### [TEKST ŹRÓDŁOWY]

■ ■ ■ ■ ■

NIEWIELKIE ŚWIATEŁKO NA KONCU BARDZO DLUGIEGO TUNELU

Już mniej wiecej rozpoczęłam kumać, o co w tym wszystkim chodzi.

Bylam na przymiarce kiecki i te panie sciągnęły mnie w niej jak Scarlett O’Hara w swoim przesławnym gorsecie. Ledwo mogłam oddychac. Z piec razy się pytałam, czy będę mogla w niej USIĄŚĆ albo chociaż ZACZERPNĄC POWIETRZA – panie ze śmiechem zapewniały mnie, ze ach, OCZYWIŚCIE.

I tak sobie mysle.
Ze te wszystkie STRESY I JAZDY.
Które ostatnio mi są fundowane.
TO TYLKO DLA MOJEGO WLASNEGO DOBRA.
Żebym się NIE ROZTYŁA ze szczęścia I ZMIEŚCIŁA w tę dopasowana na maxa sukienke!

Bo ostatnio kupiłam sobie kilka butelek malinowego piwa i te miękkie serki Napoleon, wprowadzone do obrotu handlowego NA MOJĄ ZGUBĘ. Kilka wieczorów i mogę bezpowrotnie zrujnować mój obwód w pasie, do czego nie chce dopuścić rodzina mojego Ukochanego.

■ ■ ■ ■ ■

### [DOSTARCZONE WIERSZE]

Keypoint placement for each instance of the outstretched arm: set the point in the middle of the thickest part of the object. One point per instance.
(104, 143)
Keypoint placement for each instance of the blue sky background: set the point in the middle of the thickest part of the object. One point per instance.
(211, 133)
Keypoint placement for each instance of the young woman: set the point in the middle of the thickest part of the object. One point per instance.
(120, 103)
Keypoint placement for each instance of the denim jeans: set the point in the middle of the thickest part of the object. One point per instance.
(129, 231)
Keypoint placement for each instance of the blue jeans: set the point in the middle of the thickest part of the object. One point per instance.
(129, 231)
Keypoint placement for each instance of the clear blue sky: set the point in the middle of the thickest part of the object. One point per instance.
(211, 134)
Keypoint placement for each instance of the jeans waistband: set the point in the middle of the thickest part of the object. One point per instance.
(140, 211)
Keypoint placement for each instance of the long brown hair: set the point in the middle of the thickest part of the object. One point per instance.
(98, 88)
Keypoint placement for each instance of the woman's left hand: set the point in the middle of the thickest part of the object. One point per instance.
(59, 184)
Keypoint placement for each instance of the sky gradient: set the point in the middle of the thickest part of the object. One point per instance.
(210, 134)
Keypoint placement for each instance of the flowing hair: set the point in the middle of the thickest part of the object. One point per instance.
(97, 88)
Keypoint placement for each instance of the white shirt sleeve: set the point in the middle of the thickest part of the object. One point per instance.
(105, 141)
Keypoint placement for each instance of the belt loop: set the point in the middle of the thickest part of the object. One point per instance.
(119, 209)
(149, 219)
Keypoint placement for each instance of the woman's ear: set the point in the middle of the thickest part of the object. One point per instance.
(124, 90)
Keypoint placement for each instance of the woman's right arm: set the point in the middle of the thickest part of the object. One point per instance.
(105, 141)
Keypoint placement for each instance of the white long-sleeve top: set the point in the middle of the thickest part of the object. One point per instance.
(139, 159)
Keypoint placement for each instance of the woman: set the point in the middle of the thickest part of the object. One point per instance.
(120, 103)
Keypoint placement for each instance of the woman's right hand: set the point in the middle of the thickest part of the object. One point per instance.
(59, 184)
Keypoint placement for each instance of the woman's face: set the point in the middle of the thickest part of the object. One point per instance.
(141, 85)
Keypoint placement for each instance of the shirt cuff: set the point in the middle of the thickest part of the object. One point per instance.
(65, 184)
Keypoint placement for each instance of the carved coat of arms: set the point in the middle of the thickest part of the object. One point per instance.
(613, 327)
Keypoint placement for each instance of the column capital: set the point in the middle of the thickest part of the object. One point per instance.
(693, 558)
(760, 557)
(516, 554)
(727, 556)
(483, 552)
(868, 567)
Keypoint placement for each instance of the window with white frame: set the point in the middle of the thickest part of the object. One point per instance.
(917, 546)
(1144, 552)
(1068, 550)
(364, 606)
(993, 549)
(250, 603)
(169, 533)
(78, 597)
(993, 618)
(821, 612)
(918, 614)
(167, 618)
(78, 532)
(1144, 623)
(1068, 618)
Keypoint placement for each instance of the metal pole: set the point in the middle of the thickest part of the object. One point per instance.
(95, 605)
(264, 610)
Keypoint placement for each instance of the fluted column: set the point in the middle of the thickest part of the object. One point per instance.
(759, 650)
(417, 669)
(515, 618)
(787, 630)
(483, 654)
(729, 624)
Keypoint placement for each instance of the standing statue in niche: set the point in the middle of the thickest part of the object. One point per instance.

■ ■ ■ ■ ■

### [TWOJE ZADANIA]
[a] Zwróć cały tekst źródłowy znak w znak, bez żadnych poprawek.
[b] Zwróć w całości każdy wiersz, w którym występuje słowo „jeans”.

### [PEŁNE ODPOWIEDZI]
[a]
NIEWIELKIE ŚWIATEŁKO NA KONCU BARDZO DLUGIEGO TUNELU

Już mniej wiecej rozpoczęłam kumać, o co w tym wszystkim chodzi.

Bylam na przymiarce kiecki i te panie sciągnęły mnie w niej jak Scarlett O’Hara w swoim przesławnym gorsecie. Ledwo mogłam oddychac. Z piec razy się pytałam, czy będę mogla w niej USIĄŚĆ albo chociaż ZACZERPNĄC POWIETRZA – panie ze śmiechem zapewniały mnie, ze ach, OCZYWIŚCIE.

I tak sobie mysle.
Ze te wszystkie STRESY I JAZDY.
Które ostatnio mi są fundowane.
TO TYLKO DLA MOJEGO WLASNEGO DOBRA.
Żebym się NIE ROZTYŁA ze szczęścia I ZMIEŚCIŁA w tę dopasowana na maxa sukienke!

Bo ostatnio kupiłam sobie kilka butelek malinowego piwa i te miękkie serki Napoleon, wprowadzone do obrotu handlowego NA MOJĄ ZGUBĘ. Kilka wieczorów i mogę bezpowrotnie zrujnować mój obwód w pasie, do czego nie chce dopuścić rodzina mojego Ukochanego.

[b]
Keypoint placement for each instance of the denim jeans: set the point in the middle of the thickest part of the object. One point per instance.
Keypoint placement for each instance of the blue jeans: set the point in the middle of the thickest part of the object. One point per instance.
Keypoint placement for each instance of the jeans waistband: set the point in the middle of the thickest part of the object. One point per instance.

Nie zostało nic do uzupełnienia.